• _THE EXERCISE_:
Quote the part of the listing that opens with the line containing "query: rear tire" and closes with the line containing "15,74 -> 141,176", both lines included. Leave the pictures out of your answer.
▶
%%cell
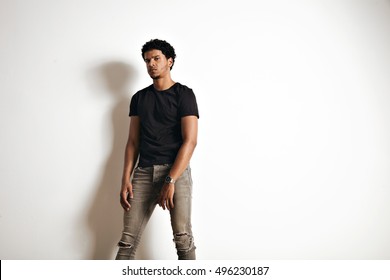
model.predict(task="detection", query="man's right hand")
[120,182,133,211]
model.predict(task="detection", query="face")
[144,50,172,79]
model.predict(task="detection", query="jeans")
[116,164,196,260]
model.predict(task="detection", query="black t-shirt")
[129,83,199,167]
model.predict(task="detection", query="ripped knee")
[116,233,134,259]
[173,232,195,253]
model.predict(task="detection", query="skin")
[120,50,198,211]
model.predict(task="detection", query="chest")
[138,92,179,123]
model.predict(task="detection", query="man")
[116,39,199,260]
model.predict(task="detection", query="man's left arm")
[158,116,198,210]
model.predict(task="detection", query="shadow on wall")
[88,61,150,260]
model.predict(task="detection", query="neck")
[153,77,175,91]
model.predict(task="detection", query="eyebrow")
[144,54,160,61]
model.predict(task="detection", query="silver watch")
[165,175,176,184]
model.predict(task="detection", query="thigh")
[124,168,157,236]
[170,167,192,234]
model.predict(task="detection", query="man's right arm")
[120,116,140,211]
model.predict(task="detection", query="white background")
[0,0,390,259]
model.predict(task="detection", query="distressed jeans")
[116,164,196,260]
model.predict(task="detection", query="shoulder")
[174,83,193,93]
[174,83,195,99]
[134,85,153,95]
[131,85,153,99]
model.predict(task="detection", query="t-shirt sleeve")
[129,94,139,117]
[179,89,199,119]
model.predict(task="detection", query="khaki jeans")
[116,164,196,260]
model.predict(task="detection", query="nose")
[148,59,156,67]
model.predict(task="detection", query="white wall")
[0,0,390,259]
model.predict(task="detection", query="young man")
[116,39,199,260]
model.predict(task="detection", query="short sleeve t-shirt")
[129,83,199,167]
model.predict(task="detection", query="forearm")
[169,141,196,180]
[122,143,138,183]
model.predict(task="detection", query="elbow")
[185,139,198,150]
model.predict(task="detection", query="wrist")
[164,175,176,184]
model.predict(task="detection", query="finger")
[169,195,175,210]
[121,192,131,211]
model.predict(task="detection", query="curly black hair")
[142,39,176,70]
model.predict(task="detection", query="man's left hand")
[158,183,175,210]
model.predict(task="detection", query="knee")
[116,232,134,260]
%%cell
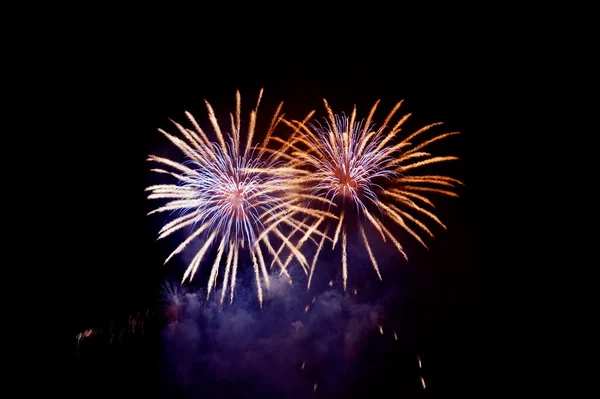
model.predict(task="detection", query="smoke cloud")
[161,262,385,398]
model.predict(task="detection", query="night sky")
[68,18,506,397]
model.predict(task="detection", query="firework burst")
[285,100,462,289]
[146,90,324,305]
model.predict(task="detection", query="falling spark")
[285,100,462,289]
[146,90,318,306]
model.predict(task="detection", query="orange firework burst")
[284,100,462,289]
[146,90,335,304]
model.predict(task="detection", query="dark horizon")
[70,28,506,396]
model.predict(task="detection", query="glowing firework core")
[225,183,247,218]
[331,168,361,202]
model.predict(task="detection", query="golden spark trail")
[146,89,314,306]
[280,99,462,290]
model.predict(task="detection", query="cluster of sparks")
[147,91,461,305]
[75,309,150,355]
[288,100,462,289]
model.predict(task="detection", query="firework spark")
[146,90,318,306]
[285,100,462,289]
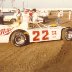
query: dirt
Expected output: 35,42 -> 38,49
0,11 -> 72,72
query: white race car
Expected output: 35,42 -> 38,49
0,21 -> 72,46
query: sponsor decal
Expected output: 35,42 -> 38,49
32,30 -> 57,41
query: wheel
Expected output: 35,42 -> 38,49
10,19 -> 16,23
10,31 -> 29,47
62,29 -> 72,40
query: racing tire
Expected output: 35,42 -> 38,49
10,31 -> 29,47
10,19 -> 16,23
62,29 -> 72,40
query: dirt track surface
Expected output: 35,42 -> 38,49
0,12 -> 72,72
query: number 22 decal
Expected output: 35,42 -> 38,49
33,30 -> 48,41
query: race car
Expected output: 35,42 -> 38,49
0,19 -> 72,47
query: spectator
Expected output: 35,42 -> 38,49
0,10 -> 4,24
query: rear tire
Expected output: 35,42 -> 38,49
10,31 -> 29,47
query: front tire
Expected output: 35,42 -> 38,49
10,31 -> 29,47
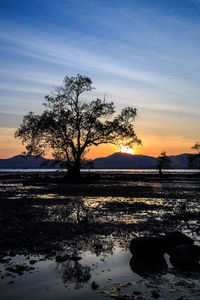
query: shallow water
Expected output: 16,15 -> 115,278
0,241 -> 200,300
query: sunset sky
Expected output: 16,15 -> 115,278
0,0 -> 200,158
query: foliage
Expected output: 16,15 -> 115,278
15,74 -> 141,175
188,142 -> 200,169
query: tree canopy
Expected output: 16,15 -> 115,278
188,142 -> 200,169
15,74 -> 141,176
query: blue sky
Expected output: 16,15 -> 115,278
0,0 -> 200,157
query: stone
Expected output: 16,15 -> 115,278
170,244 -> 200,267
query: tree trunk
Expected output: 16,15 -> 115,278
68,160 -> 81,180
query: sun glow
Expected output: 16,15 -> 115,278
120,145 -> 134,154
◀
• _WRITTEN REPLY_:
query: rear tire
Expected output: 35,42 -> 38,49
10,31 -> 29,47
query: front tire
Expected output: 35,42 -> 38,49
10,31 -> 29,47
query: shallow water
Expected output: 16,15 -> 115,278
0,241 -> 200,300
query: sunset sky
Expected output: 16,15 -> 115,278
0,0 -> 200,158
query: foliage
Expected output: 16,15 -> 115,278
15,74 -> 141,175
188,142 -> 200,169
query: tree canopy
Expected output: 16,15 -> 115,278
188,142 -> 200,169
15,74 -> 141,176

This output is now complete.